* [Exercise description]
Reproduce the data below verbatim, starting from its first line and stopping after the line that contains "[276,109,285,116]", with that line included. Omit the pictures from your output.

Saved entries:
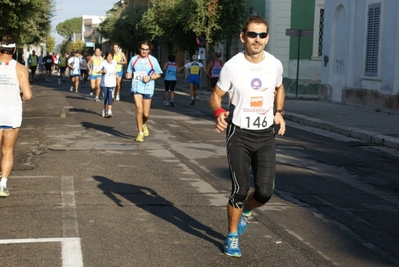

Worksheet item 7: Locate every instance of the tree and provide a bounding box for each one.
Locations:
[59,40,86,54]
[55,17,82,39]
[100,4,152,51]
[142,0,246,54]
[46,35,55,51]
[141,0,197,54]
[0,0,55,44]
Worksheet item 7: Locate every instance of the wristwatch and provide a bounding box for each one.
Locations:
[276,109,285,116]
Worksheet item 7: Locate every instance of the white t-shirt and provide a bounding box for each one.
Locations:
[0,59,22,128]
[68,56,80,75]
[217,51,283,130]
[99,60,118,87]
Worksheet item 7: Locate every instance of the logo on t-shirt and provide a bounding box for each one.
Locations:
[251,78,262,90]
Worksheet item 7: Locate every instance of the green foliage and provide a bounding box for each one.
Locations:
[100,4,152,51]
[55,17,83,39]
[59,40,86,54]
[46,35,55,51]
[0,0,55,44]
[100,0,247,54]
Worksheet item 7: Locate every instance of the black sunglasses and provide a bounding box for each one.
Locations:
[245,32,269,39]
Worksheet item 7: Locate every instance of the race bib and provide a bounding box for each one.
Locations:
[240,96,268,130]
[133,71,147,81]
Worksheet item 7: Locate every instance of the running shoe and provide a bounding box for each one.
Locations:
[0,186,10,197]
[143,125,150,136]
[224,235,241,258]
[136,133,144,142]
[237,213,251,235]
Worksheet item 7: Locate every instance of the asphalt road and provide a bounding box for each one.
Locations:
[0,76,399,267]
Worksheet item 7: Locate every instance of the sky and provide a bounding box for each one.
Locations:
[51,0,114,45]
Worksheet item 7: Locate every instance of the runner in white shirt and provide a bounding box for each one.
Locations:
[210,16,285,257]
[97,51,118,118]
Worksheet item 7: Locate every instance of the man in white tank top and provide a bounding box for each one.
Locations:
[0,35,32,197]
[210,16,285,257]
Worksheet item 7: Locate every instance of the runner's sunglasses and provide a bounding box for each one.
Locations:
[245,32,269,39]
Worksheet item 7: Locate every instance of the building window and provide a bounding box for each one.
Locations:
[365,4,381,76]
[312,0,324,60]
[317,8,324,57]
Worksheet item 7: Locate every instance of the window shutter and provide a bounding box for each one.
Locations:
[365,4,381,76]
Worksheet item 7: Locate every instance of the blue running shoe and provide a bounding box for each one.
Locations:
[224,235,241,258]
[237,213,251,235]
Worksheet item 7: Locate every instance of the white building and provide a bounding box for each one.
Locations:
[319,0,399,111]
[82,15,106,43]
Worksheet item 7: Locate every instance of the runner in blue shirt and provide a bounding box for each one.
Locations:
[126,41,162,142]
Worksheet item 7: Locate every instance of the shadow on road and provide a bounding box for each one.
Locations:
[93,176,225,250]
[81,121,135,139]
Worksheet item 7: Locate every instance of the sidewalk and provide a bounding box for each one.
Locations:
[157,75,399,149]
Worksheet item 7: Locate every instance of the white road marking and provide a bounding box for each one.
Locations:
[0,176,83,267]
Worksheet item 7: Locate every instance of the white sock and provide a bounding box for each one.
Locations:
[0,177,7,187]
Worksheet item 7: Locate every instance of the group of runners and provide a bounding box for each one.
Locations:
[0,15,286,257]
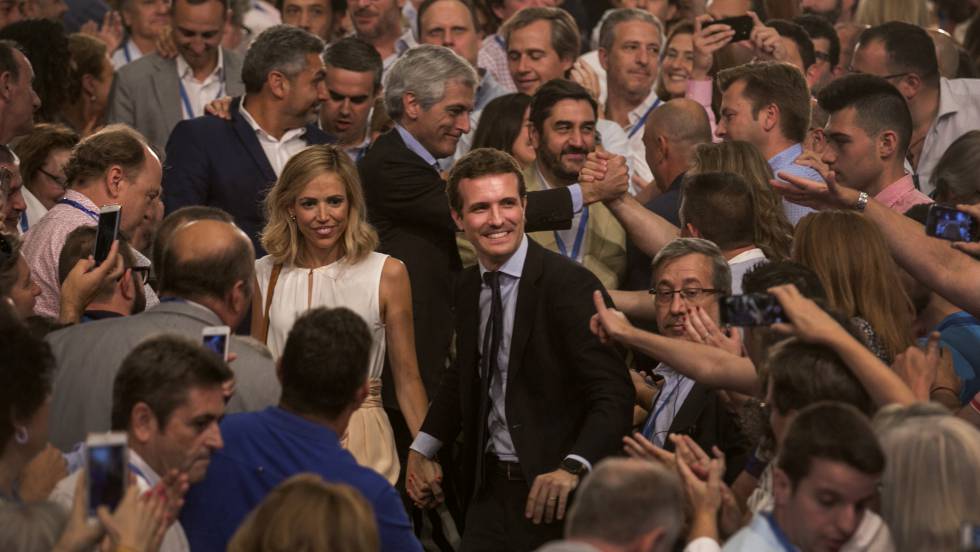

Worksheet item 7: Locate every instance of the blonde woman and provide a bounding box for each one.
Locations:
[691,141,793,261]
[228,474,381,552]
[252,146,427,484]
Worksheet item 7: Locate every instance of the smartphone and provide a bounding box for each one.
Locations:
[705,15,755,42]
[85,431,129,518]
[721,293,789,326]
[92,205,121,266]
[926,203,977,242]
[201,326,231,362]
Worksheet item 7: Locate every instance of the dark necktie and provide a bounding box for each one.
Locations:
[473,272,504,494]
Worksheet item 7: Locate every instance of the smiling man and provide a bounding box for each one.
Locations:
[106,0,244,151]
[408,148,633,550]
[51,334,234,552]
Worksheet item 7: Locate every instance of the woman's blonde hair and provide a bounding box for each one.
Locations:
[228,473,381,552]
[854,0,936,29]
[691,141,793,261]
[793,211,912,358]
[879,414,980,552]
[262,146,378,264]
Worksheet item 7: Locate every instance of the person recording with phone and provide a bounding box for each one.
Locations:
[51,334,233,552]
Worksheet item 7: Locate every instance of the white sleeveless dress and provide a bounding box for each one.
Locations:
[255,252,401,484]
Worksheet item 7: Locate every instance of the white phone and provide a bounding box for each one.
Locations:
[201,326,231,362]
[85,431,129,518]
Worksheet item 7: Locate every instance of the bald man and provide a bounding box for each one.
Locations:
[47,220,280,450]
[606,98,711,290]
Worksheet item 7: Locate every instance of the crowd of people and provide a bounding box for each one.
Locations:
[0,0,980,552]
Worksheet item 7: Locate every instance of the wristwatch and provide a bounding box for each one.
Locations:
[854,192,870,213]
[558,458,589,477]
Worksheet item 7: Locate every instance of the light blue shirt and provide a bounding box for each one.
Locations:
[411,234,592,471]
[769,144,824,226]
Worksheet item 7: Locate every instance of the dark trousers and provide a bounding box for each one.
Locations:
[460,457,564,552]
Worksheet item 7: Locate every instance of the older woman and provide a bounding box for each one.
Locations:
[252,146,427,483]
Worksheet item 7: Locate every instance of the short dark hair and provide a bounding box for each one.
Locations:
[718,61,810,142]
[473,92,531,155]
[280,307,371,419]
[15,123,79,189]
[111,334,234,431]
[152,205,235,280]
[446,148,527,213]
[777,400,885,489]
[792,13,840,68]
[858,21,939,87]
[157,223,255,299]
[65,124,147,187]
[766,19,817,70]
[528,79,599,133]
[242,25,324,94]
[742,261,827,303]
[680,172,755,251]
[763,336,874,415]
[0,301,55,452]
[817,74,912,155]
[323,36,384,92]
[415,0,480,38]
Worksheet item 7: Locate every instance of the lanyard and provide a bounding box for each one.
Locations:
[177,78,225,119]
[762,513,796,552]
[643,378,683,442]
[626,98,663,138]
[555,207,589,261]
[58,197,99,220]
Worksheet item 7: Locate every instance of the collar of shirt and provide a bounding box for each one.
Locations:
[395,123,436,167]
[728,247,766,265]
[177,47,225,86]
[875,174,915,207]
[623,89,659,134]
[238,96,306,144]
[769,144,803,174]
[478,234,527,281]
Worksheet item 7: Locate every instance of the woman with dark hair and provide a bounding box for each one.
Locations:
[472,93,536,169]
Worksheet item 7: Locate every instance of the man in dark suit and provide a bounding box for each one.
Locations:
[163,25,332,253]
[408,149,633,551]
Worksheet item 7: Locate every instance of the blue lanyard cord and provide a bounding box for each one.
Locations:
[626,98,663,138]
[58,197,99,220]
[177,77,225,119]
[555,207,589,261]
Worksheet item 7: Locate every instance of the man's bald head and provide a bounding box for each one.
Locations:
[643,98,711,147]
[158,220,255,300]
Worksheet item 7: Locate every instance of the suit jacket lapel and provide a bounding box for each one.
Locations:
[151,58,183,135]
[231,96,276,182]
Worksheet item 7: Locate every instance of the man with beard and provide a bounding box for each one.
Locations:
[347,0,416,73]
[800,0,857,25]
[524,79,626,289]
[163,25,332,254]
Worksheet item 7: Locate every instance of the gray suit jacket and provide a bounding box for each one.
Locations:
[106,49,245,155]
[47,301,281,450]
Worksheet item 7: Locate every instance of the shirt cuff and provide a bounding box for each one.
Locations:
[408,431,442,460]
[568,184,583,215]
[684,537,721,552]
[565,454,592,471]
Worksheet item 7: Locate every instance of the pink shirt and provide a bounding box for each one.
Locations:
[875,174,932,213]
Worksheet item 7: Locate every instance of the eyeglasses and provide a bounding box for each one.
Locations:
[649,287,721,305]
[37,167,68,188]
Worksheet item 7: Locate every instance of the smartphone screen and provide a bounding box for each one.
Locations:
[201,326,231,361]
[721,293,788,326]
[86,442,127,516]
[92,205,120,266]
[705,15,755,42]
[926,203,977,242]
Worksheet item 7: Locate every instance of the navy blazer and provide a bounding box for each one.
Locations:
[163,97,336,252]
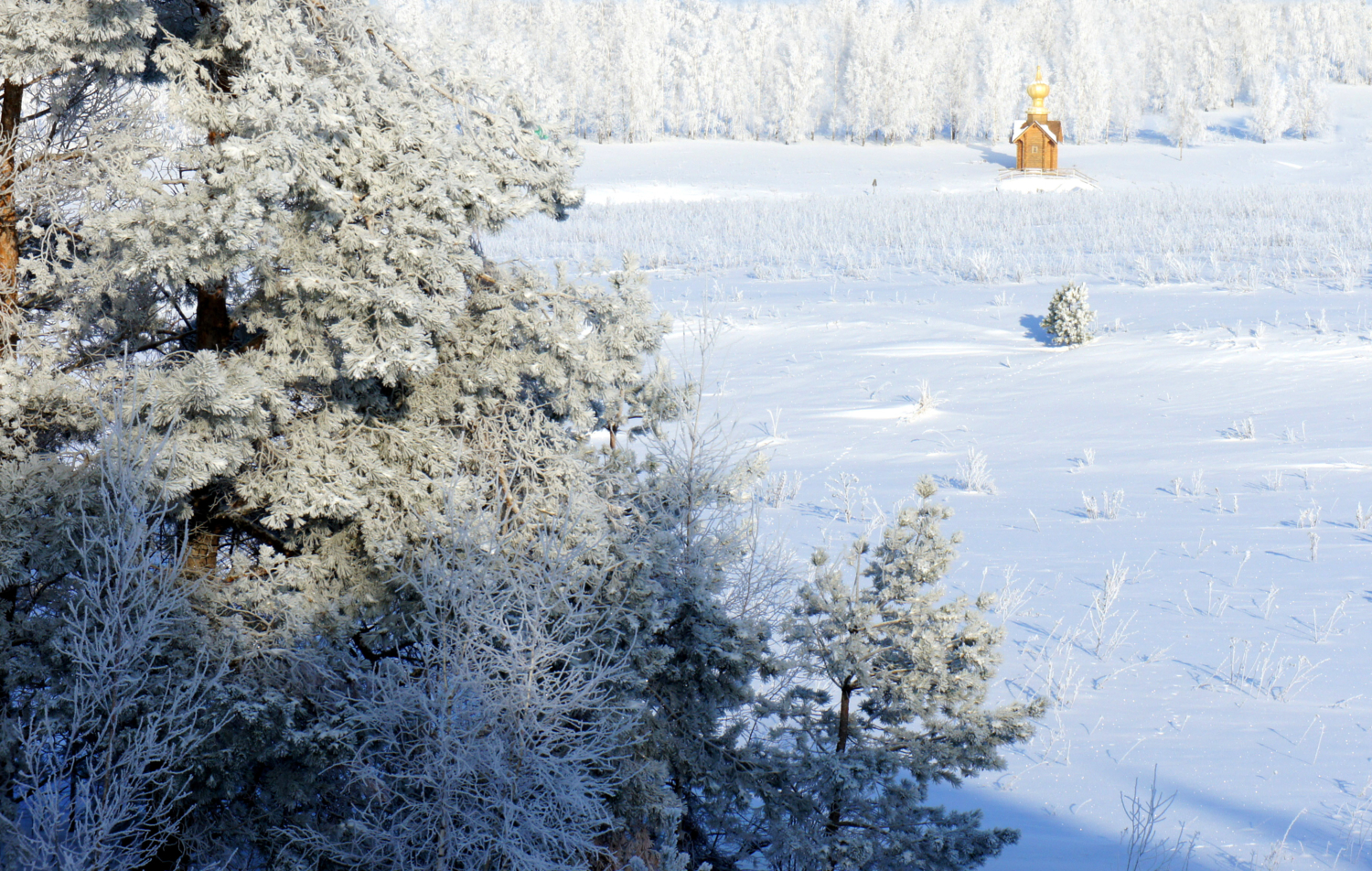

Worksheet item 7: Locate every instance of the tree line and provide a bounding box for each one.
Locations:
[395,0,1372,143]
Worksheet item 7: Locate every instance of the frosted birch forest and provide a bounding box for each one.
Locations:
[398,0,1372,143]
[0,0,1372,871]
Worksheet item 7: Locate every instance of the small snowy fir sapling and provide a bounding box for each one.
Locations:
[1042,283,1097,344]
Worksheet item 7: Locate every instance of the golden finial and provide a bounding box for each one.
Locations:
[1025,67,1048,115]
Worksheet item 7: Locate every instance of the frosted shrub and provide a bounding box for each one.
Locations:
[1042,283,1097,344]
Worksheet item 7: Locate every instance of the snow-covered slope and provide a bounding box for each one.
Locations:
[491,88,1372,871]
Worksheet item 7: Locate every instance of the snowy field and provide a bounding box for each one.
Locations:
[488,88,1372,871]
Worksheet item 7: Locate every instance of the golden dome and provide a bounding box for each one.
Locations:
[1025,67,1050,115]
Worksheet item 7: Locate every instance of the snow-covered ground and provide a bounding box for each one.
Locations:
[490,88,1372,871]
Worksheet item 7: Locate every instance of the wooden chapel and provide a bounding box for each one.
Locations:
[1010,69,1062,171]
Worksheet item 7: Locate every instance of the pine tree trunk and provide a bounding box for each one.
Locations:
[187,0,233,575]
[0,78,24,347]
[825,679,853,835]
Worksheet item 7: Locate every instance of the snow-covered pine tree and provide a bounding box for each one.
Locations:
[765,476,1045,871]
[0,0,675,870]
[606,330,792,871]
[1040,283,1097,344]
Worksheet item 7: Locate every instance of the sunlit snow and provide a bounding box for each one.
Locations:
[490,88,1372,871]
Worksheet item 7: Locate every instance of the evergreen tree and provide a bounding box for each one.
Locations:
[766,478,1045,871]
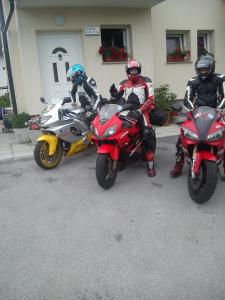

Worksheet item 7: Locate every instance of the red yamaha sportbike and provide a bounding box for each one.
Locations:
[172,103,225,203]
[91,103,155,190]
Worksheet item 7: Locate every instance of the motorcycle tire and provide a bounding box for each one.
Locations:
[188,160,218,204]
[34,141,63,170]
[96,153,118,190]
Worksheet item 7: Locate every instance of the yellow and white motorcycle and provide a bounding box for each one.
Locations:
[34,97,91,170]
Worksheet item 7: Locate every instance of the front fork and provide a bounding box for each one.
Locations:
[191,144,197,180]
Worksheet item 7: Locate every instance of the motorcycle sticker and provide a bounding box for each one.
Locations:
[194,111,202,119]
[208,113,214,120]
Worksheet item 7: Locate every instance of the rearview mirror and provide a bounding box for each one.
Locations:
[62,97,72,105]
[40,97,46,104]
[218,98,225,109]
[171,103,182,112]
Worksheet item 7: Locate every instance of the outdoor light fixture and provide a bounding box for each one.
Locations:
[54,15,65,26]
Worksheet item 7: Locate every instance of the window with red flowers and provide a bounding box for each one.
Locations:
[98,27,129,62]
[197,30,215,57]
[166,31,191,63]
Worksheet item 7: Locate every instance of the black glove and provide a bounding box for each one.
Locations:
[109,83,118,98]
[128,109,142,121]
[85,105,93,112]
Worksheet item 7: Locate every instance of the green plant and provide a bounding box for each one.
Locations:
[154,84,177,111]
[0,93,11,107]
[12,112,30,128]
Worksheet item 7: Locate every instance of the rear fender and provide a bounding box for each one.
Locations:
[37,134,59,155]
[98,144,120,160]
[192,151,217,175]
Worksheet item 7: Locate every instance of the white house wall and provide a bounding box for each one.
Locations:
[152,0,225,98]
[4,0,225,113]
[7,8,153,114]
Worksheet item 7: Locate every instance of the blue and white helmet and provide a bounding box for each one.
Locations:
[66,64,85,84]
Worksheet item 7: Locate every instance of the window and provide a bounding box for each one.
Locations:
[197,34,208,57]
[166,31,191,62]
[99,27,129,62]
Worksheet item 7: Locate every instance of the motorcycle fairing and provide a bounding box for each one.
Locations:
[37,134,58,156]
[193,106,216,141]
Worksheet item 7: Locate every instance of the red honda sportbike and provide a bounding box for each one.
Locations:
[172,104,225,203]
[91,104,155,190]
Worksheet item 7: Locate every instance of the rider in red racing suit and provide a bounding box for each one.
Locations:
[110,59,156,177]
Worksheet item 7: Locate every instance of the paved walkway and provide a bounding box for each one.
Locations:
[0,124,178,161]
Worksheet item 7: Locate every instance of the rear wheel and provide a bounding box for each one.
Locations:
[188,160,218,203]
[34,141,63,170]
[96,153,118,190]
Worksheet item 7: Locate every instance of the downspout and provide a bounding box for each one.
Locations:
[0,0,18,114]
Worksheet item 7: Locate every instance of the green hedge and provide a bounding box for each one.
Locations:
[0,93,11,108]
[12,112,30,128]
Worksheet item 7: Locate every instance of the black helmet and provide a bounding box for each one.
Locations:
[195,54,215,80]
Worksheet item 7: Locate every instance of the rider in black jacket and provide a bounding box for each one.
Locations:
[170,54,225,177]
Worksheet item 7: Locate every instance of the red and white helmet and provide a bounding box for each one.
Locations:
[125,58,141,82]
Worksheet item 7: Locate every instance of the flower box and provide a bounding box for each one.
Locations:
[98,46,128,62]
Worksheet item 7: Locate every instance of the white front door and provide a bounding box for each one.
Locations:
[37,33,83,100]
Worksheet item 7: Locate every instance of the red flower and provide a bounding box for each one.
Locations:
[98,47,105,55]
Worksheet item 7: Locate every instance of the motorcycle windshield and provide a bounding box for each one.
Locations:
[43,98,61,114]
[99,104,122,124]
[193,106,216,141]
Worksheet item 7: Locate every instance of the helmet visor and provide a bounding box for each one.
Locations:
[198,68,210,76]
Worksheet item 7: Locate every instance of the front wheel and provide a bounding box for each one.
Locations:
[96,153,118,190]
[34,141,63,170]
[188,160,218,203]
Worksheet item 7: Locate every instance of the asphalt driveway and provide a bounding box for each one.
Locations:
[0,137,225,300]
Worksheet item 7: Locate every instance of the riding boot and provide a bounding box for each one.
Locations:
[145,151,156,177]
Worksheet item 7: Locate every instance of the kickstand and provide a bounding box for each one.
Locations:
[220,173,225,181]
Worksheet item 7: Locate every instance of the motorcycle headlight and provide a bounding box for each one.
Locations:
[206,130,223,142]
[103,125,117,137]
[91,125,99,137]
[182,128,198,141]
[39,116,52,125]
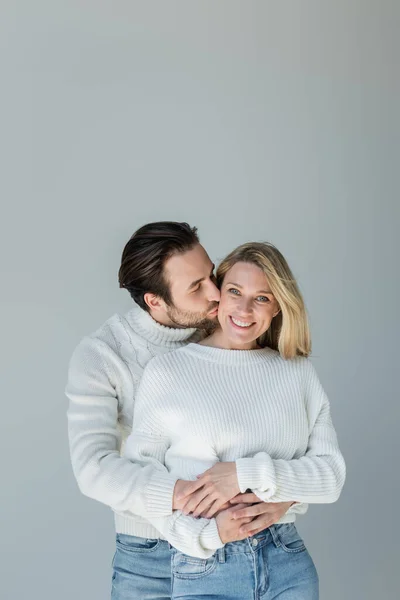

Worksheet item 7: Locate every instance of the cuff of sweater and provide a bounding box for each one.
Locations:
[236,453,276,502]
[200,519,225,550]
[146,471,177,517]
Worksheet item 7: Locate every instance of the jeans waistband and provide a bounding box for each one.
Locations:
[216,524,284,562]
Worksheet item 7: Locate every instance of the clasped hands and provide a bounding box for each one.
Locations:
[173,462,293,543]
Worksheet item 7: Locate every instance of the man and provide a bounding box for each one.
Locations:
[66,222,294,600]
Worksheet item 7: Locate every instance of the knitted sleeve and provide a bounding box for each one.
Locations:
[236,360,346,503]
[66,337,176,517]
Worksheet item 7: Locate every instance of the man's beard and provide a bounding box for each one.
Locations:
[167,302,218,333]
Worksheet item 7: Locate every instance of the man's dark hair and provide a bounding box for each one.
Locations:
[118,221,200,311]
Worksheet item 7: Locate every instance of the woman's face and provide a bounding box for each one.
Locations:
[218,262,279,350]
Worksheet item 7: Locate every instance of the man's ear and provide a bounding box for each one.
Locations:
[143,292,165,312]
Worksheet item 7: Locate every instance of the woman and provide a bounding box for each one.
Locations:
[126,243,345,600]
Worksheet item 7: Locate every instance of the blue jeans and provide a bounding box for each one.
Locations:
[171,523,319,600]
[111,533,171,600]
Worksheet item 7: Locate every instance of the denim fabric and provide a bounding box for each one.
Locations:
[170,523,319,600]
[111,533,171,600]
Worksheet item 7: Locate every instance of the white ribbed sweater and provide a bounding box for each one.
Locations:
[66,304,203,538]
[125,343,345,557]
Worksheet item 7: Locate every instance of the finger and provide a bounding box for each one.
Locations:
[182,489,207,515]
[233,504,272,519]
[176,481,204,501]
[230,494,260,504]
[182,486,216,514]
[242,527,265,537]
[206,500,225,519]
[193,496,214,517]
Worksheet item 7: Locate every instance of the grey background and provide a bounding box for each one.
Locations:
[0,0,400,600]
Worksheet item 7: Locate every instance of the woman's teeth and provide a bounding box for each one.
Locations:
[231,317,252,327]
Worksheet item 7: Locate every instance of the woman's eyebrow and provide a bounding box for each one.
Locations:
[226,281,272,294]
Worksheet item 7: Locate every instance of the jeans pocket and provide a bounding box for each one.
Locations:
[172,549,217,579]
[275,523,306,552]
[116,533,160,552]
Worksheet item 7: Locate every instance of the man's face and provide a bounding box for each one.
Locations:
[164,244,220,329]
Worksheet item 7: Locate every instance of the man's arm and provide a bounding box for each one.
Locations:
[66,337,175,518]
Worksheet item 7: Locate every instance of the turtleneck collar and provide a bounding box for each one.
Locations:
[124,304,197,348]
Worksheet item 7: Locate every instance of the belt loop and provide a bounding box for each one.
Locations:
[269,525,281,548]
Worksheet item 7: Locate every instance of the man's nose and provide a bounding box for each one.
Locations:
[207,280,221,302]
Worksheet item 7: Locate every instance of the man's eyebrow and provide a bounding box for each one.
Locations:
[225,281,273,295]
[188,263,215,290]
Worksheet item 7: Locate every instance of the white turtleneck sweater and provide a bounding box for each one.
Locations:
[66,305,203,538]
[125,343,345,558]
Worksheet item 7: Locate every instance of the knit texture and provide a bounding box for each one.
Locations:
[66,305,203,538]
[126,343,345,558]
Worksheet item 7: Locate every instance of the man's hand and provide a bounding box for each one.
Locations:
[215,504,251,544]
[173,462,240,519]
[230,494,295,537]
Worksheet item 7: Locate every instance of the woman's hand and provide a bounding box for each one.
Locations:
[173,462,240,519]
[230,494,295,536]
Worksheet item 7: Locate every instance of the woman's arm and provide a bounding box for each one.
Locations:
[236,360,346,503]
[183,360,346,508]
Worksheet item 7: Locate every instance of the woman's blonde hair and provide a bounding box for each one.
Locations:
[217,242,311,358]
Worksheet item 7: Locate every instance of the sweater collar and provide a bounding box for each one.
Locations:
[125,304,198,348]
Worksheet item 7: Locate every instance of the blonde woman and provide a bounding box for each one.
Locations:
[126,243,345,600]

* [Exercise result]
Worksheet item 7: Locate every instance of the tree and provide a bounding box for each one.
Locations:
[59,40,86,54]
[55,17,82,39]
[100,4,152,51]
[142,0,246,54]
[46,35,55,51]
[141,0,197,54]
[0,0,55,44]
Worksheet item 7: Locate every instance of the wristwatch and provide a bounding box for each one.
Locations:
[276,109,285,116]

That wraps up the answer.